TEXTO DE ORIGEN:
# # #
Hace unos meses empezamos a sospechar que Mayor no escuchaba bien. Cuando son pequeños es complicado saber qué les pasa exáctamente; durante mucho tiempo pensábamos que esos momentos de estar en su mundo, de no responder ni a la de tres, de hablar desmedidamente alto, estaban motivados únicamente por su problemática emocional que ya veníamos tratando con anterioridad. Pero conforme fue haciéndose mayor y explicándose mejor los “repite que no te oigo” “¿qué dices?” “¿cómo?” “por favor, habla más alto” y las situaciones de estarle hablando de espaldas pero casi a su lado y que no se inmutara eran constantes, sobre todo cuando estaba o acaba de estar enfermo.
# # #
DATOS PROPORCIONADOS:
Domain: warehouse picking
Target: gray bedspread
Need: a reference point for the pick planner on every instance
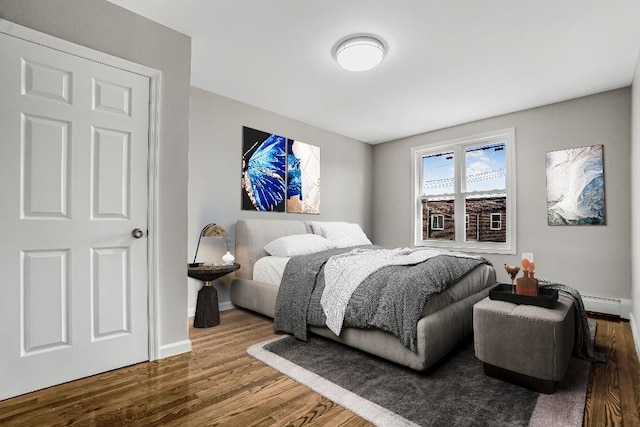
# # #
EJERCICIOS PROPUESTOS:
- A) Responde estas preguntas sobre el texto, una por línea:
(i) ¿Hace cuánto empezaron a sospechar que Mayor no escuchaba bien?
(ii) ¿A qué atribuyeron durante mucho tiempo los momentos en que Mayor estaba en su mundo?
(iii) ¿Cómo hablaba Mayor en esos momentos?
- B) Reproduce, por favor, el fragmento del texto que empieza con "Hace unos meses" y sigue hasta "de estar enfermo.".
Las líneas son un material aparte del texto.

RESPUESTAS DEL EJERCICIO:
- A)
(i) Hace unos meses.
(ii) Únicamente a su problemática emocional, que ya venían tratando con anterioridad.
(iii) Desmedidamente alto.

- B)
Hace unos meses empezamos a sospechar que Mayor no escuchaba bien. Cuando son pequeños es complicado saber qué les pasa exáctamente; durante mucho tiempo pensábamos que esos momentos de estar en su mundo, de no responder ni a la de tres, de hablar desmedidamente alto, estaban motivados únicamente por su problemática emocional que ya veníamos tratando con anterioridad. Pero conforme fue haciéndose mayor y explicándose mejor los “repite que no te oigo” “¿qué dices?” “¿cómo?” “por favor, habla más alto” y las situaciones de estarle hablando de espaldas pero casi a su lado y que no se inmutara eran constantes, sobre todo cuando estaba o acaba de estar enfermo.